Provided data:

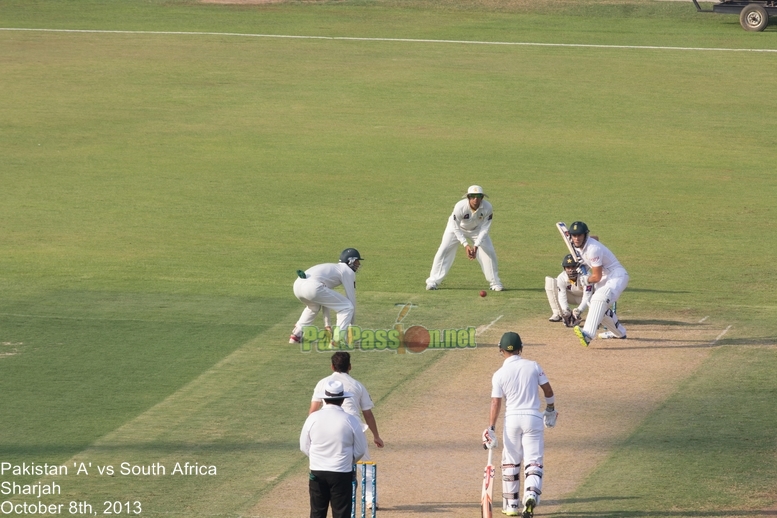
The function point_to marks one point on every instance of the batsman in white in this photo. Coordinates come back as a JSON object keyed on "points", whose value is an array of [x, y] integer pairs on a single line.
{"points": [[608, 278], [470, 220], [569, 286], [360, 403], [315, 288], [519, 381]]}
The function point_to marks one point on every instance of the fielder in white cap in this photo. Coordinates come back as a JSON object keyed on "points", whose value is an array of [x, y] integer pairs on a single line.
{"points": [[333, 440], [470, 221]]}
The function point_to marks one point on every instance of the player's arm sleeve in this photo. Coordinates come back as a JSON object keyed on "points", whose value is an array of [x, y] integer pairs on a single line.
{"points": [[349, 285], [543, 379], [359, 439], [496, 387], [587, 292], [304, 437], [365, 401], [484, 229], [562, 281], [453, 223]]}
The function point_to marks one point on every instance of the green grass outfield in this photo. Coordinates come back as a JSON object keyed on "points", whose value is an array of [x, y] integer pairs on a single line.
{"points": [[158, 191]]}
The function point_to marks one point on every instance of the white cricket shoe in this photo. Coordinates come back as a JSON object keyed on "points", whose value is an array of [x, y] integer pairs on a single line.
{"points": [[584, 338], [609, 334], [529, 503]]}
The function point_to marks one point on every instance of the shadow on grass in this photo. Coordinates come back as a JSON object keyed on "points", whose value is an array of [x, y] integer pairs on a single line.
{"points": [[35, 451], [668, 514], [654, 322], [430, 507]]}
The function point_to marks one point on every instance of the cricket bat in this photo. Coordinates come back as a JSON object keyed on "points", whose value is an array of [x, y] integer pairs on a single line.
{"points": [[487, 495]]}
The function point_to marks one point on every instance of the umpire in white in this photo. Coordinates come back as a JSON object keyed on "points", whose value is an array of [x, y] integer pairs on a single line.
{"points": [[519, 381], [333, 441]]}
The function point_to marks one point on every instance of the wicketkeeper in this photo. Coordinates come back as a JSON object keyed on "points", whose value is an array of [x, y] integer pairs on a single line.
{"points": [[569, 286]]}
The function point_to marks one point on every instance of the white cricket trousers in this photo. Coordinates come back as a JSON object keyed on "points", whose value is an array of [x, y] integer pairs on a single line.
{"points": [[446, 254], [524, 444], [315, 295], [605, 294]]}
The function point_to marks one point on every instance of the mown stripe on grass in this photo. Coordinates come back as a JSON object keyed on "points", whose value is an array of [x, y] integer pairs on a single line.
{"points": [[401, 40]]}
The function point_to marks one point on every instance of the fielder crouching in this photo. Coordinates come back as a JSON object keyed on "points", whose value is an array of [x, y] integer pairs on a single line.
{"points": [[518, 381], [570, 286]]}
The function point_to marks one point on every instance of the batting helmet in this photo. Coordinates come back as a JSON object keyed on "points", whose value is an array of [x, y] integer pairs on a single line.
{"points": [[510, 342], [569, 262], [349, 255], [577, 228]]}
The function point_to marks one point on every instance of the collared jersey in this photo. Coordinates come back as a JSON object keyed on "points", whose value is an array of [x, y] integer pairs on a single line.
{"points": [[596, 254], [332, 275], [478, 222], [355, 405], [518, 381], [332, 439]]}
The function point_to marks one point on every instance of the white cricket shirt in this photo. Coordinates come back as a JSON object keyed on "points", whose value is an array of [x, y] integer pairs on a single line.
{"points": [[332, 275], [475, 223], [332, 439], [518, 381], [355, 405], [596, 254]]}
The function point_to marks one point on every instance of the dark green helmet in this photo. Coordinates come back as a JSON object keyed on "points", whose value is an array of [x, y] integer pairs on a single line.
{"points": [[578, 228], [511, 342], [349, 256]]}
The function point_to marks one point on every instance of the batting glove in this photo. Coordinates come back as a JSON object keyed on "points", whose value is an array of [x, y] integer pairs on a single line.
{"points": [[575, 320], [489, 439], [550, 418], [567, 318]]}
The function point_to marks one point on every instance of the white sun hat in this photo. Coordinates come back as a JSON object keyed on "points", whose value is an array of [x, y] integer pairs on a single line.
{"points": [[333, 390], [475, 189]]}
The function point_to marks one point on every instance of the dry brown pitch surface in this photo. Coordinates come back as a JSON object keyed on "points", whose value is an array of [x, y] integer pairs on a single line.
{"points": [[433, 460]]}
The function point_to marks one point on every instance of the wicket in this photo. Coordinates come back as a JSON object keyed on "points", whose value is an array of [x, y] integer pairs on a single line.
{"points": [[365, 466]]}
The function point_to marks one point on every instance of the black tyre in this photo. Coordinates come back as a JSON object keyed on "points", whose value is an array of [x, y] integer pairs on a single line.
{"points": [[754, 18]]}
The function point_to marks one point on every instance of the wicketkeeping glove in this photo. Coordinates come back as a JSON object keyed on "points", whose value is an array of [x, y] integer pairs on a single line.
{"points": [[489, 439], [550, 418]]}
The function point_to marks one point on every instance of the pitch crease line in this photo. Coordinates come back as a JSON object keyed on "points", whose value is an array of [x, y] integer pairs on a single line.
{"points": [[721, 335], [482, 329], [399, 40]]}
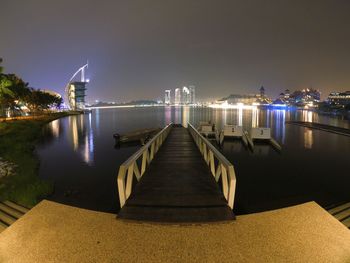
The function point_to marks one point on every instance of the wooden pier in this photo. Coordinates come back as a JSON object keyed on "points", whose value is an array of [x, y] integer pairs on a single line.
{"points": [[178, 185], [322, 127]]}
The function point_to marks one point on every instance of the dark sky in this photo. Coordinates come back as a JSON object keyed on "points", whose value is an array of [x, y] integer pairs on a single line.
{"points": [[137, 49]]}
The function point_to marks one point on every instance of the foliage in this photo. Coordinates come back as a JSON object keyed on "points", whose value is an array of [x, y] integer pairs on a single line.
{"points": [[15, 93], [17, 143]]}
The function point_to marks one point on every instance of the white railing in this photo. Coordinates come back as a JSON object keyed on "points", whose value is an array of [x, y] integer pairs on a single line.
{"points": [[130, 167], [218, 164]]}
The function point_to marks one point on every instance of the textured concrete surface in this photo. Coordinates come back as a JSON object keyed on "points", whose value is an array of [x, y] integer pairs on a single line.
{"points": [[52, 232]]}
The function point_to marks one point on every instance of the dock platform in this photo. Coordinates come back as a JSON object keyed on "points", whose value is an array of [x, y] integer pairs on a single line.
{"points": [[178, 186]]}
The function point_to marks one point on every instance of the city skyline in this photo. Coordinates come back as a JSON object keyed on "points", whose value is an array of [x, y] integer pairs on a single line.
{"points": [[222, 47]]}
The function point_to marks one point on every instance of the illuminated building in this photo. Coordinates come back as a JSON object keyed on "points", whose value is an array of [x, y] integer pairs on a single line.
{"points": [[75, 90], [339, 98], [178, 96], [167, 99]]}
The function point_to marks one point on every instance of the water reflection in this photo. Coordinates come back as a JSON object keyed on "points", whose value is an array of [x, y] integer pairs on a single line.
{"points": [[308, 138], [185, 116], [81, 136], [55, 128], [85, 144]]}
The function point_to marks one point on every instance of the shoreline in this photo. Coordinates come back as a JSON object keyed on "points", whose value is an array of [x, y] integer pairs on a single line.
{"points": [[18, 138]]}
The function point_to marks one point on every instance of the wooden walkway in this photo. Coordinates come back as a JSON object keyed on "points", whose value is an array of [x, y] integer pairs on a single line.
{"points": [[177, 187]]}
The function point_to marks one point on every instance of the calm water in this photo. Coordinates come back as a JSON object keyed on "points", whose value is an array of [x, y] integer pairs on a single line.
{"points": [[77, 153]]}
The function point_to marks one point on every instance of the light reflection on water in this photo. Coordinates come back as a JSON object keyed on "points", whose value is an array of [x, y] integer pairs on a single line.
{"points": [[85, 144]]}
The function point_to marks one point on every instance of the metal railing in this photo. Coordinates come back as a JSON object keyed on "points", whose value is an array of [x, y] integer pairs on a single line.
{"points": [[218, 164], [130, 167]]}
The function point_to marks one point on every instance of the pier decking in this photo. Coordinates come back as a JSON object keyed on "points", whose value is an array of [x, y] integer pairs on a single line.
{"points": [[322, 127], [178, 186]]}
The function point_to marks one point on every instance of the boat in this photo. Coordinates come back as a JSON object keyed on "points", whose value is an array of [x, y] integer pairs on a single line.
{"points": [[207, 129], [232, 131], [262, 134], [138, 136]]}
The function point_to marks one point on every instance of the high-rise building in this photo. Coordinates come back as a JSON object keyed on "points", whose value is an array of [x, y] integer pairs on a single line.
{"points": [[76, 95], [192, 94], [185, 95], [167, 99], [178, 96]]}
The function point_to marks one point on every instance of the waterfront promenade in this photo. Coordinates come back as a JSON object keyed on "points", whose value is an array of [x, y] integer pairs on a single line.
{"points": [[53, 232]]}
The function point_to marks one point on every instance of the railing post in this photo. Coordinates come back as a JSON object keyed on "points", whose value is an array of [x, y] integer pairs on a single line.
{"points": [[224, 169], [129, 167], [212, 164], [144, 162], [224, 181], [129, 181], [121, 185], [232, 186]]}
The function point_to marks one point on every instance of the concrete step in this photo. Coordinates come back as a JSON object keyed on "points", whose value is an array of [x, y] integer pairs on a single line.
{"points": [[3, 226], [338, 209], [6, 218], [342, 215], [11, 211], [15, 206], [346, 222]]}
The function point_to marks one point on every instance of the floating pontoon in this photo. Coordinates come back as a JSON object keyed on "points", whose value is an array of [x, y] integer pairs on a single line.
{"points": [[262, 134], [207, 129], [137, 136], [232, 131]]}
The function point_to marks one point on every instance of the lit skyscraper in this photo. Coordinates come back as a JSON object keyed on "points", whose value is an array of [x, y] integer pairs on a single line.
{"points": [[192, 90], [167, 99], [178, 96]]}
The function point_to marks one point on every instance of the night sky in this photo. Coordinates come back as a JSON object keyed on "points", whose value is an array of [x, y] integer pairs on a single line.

The task: Beginning at the line that contains "of the floating", retype each line of the listing up to and including the last one, exactly as it stands, and nothing else.

Result below:
The function point_to marks one point on every instance of the floating pontoon in this photo. Coordinates come back as a JSON object keyed on "points", whose value is an array of [x, y] integer pairs on a single line.
{"points": [[262, 134], [207, 129], [137, 136], [232, 131]]}
The function point_to marks one point on every instance of the lit skyscraper in this photo. Coordinates come back as a JSON object keyed on "points", whose value is an array of [x, y] integer pairs on a single line.
{"points": [[192, 90], [167, 99], [178, 96]]}
The function point_to marks one point on every instance of the night sky in this photo. Coordinates come back as a JSON object keyed on "points", whose value is an array of [x, y] integer pairs on a single line.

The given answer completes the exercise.